▶ [About this task] Exactly as written, repeat all of the records below.

Extracted data entries
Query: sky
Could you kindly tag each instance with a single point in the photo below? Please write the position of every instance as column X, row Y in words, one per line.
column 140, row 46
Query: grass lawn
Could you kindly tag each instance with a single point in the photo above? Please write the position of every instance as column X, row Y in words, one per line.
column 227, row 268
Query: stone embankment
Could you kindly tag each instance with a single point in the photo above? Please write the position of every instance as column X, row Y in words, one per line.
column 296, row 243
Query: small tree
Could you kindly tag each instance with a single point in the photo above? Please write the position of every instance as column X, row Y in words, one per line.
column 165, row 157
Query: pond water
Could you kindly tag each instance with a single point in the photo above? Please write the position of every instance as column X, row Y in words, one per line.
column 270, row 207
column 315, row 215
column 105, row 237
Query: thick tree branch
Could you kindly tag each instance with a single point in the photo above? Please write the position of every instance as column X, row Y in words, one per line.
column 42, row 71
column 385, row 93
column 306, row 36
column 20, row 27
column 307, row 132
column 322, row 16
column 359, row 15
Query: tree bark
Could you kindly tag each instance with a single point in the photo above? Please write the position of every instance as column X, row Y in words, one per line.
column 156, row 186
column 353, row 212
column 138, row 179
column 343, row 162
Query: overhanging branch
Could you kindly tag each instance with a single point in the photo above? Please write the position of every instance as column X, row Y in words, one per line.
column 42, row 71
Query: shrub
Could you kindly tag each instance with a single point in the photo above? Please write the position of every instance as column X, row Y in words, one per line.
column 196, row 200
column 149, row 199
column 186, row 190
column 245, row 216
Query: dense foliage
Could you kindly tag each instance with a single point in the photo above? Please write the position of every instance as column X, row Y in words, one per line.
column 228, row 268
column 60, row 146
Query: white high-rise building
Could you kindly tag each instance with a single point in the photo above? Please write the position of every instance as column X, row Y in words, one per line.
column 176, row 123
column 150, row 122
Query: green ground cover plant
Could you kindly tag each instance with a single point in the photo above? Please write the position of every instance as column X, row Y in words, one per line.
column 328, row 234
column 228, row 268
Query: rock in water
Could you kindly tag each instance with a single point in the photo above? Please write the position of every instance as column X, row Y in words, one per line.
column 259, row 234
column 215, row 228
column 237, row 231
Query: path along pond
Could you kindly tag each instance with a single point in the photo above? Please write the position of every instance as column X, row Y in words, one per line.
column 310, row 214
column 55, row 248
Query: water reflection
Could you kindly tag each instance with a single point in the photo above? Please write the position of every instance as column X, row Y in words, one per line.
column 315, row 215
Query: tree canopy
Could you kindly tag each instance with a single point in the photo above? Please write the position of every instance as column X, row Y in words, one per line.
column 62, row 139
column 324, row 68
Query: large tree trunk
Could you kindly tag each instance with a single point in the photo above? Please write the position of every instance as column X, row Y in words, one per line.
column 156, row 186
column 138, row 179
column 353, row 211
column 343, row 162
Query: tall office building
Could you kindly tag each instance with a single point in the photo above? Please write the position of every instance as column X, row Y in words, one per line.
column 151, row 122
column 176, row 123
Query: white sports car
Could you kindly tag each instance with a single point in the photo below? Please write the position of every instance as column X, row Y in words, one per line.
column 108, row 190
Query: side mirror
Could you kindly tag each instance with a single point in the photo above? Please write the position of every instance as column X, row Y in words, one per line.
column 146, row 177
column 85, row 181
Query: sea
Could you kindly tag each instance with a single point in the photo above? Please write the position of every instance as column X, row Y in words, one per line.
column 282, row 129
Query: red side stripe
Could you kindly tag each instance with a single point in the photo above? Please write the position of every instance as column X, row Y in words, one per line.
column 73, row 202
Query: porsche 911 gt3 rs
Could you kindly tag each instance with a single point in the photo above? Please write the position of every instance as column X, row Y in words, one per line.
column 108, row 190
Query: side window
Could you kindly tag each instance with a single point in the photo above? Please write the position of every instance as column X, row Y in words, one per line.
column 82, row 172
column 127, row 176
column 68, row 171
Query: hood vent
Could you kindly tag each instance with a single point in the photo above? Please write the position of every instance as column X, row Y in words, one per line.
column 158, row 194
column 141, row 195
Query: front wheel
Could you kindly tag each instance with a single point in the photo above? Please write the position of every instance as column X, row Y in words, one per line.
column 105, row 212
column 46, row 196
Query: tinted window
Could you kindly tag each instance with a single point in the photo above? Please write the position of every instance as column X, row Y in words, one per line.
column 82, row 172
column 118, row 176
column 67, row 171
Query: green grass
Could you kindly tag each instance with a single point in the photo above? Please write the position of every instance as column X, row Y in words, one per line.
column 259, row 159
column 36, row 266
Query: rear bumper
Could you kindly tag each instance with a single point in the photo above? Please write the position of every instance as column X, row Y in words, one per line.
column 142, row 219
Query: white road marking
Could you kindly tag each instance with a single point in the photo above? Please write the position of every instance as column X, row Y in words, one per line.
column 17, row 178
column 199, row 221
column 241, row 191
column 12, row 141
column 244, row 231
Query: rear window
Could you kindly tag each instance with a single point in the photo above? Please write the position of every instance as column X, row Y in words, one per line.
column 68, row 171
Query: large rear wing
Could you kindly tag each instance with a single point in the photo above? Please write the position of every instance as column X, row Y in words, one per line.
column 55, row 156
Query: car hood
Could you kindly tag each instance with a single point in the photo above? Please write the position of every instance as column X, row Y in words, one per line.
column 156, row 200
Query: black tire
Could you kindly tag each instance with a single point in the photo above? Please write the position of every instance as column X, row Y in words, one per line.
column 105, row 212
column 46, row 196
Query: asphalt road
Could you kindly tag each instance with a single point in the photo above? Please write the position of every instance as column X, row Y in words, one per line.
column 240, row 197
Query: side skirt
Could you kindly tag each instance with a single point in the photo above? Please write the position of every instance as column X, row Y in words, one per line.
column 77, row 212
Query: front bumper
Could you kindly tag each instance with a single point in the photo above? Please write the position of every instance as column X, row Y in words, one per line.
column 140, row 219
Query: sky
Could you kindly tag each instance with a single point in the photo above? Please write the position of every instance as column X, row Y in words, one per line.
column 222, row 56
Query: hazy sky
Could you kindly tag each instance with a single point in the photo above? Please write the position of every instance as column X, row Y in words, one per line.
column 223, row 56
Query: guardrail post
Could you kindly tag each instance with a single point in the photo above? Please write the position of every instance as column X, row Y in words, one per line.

▶ [Task result]
Query: sky
Could you kindly tag each instance with a single point in the photo below? Please write the position of every instance as column X, row Y in words, one per line.
column 140, row 46
Query: grass lawn
Could you kindly tag each instance with a single point in the photo above? Please write the position of every instance as column X, row Y in words, one per line.
column 227, row 268
Query: stone embankment
Could you kindly tag each instance with a single point in the photo above? Please write the position of every instance as column X, row Y in words, one per line.
column 296, row 243
Query: small tree
Could you kindly tag each instance with a single point in the photo above? Please write the position of every instance as column X, row Y in words, one per line.
column 165, row 157
Query: pond water
Could you kindly tag each instance with a single point in the photo above? Please write the position of every instance as column X, row Y in words, one per line.
column 270, row 207
column 315, row 215
column 105, row 237
Query: thick tree branch
Could you kindly tag each instance with a single point in the photo above? Please write the position of every instance as column X, row Y in words, one per line.
column 42, row 71
column 385, row 93
column 306, row 36
column 20, row 27
column 307, row 132
column 322, row 16
column 359, row 15
Query: tree bark
Could you kindly tag each instance with a single point in the photo above? Please write the position of every instance as column X, row Y in words, one per line.
column 156, row 186
column 353, row 212
column 138, row 179
column 343, row 162
Query: overhanging branch
Could you kindly tag each instance with a single point in the photo above? Please write the position of every instance as column X, row Y in words, one per line.
column 42, row 71
Query: shrub
Could you kindly tag each instance with a single point in the photo above? Please write the position of every instance as column X, row Y in words, one per line.
column 196, row 200
column 149, row 199
column 186, row 190
column 245, row 216
Query: dense foliage
Could you kindly tag each instance with a single point in the photo above? Please write the position of every instance as column X, row Y in words, one per line.
column 228, row 268
column 60, row 146
Query: white high-rise building
Could you kindly tag each instance with a single point in the photo above? Please write the position of every instance as column X, row Y in words, one per line.
column 176, row 123
column 150, row 122
Query: green ground cover plant
Could you kindly tag each instance with a single point in the photo above? Please write the position of every instance as column X, row Y in words, one per line.
column 328, row 234
column 228, row 268
Query: rock in water
Could you kindly tag each instance with a single point in the photo above? Please write the position of every instance as column X, row Y in words, one per line.
column 259, row 234
column 215, row 228
column 237, row 231
Query: path along pond
Could you kindly tag each instance with a single point in the photo above? Please write the position of every instance as column X, row Y in words, one per line.
column 310, row 214
column 55, row 248
Query: water reflection
Could you kindly tag each instance with a single point in the photo above? Please write the position of every instance as column X, row Y in words, one per line.
column 315, row 215
Query: tree canopy
Could you kindly tag each instance with a single point in the photo above? Please write the position of every instance as column X, row Y in words, one per line.
column 62, row 139
column 324, row 68
Query: large tree trunk
Could you kindly tag each instance with a single point in the photo above? Please write the position of every instance as column X, row Y in words, one per line.
column 156, row 186
column 138, row 179
column 353, row 211
column 343, row 162
Query: tall office building
Could you kindly tag each instance with a single point in the photo above? Please write the position of every instance as column X, row Y in words, one per line.
column 151, row 122
column 176, row 123
Query: white sports car
Could you kindly tag each instance with a single point in the photo below? Please write the position of every instance as column X, row Y in words, one per line.
column 108, row 190
Query: side mirror
Could you kindly tag each instance with a single point in the photo above? Please write the position of every instance as column X, row Y in words, one per line.
column 146, row 177
column 85, row 181
Query: sea
Could you kindly tag each instance with a single point in the photo above? Please write the position of every instance as column X, row Y in words, one per line.
column 282, row 129
Query: red side stripe
Could you kindly tag each instance with a single point in the photo above? Please write the position of every instance as column X, row Y in words, one per line.
column 73, row 202
Query: porsche 911 gt3 rs
Could you kindly tag each instance with a single point in the photo above? Please write the position of every instance as column X, row Y in words, one per line.
column 108, row 190
Query: side window
Could you kindly tag each instance with a single point in the photo above? Please write the position of every instance as column X, row Y in words, one per line.
column 82, row 172
column 127, row 176
column 68, row 171
Query: hood vent
Could you kindly tag each instance with a single point in the photo above? Please write the position of every instance as column X, row Y in words, one per line.
column 158, row 194
column 141, row 195
Query: front wheel
Could you kindly tag each instance with a single point in the photo above? Please write the position of every instance as column X, row Y in words, one per line.
column 105, row 212
column 46, row 196
Query: tinted window
Could you kindly tag each instance with a single point in the photo above? Please write the position of every instance as column X, row Y in words, one per line.
column 82, row 172
column 118, row 176
column 67, row 171
Query: green grass
Could you kindly tag each instance with a single point in the photo above? Please write the position of every instance as column X, row Y in words, one per line.
column 259, row 159
column 36, row 266
Query: rear bumper
Could you kindly tag each instance with a single point in the photo above? Please write the position of every instance as column X, row Y in words, one per line.
column 142, row 219
Query: white road marking
Could you kindly tag each instance with a single point in the photo above? Please write the position of every instance as column X, row Y in words, one per line.
column 17, row 178
column 199, row 221
column 241, row 191
column 12, row 141
column 244, row 231
Query: rear window
Could you kindly tag each instance with a single point in the photo above? Please write the position of every instance as column X, row Y in words, one per line.
column 68, row 171
Query: large rear wing
Could you kindly tag each instance with a single point in the photo above? Please write the position of every instance as column X, row Y in words, one per line.
column 55, row 156
Query: car hood
Could you kindly tag each instance with a single point in the photo above? Please write the position of every instance as column X, row Y in words, one per line.
column 156, row 200
Query: black tire
Could you kindly tag each instance with a single point in the photo above? Please write the position of every instance as column X, row Y in words, one per line.
column 105, row 212
column 46, row 196
Query: asphalt road
Could you kindly tag each instance with a single point in the photo above? Please write the position of every instance as column X, row Y in words, one per line.
column 240, row 197
Query: side skirt
Could you kindly tag each instance with a single point in the photo above? Please write the position of every instance as column X, row Y in words, one per line.
column 77, row 212
Query: front bumper
Could you kindly tag each instance with a single point in the photo above? Please write the position of every instance as column X, row Y in words, one per line.
column 140, row 219
Query: sky
Could you kindly tag each instance with a single point in the photo above? Please write the position of every instance as column X, row Y in words, one per line.
column 222, row 56
Query: hazy sky
Could you kindly tag each instance with a single point in the photo above? Please write the position of every instance as column X, row Y in words, one per line.
column 223, row 56
Query: guardrail post
Could you kindly tag each instance with a single point in the photo above? Please write the position of every instance as column X, row Y in words, one per line.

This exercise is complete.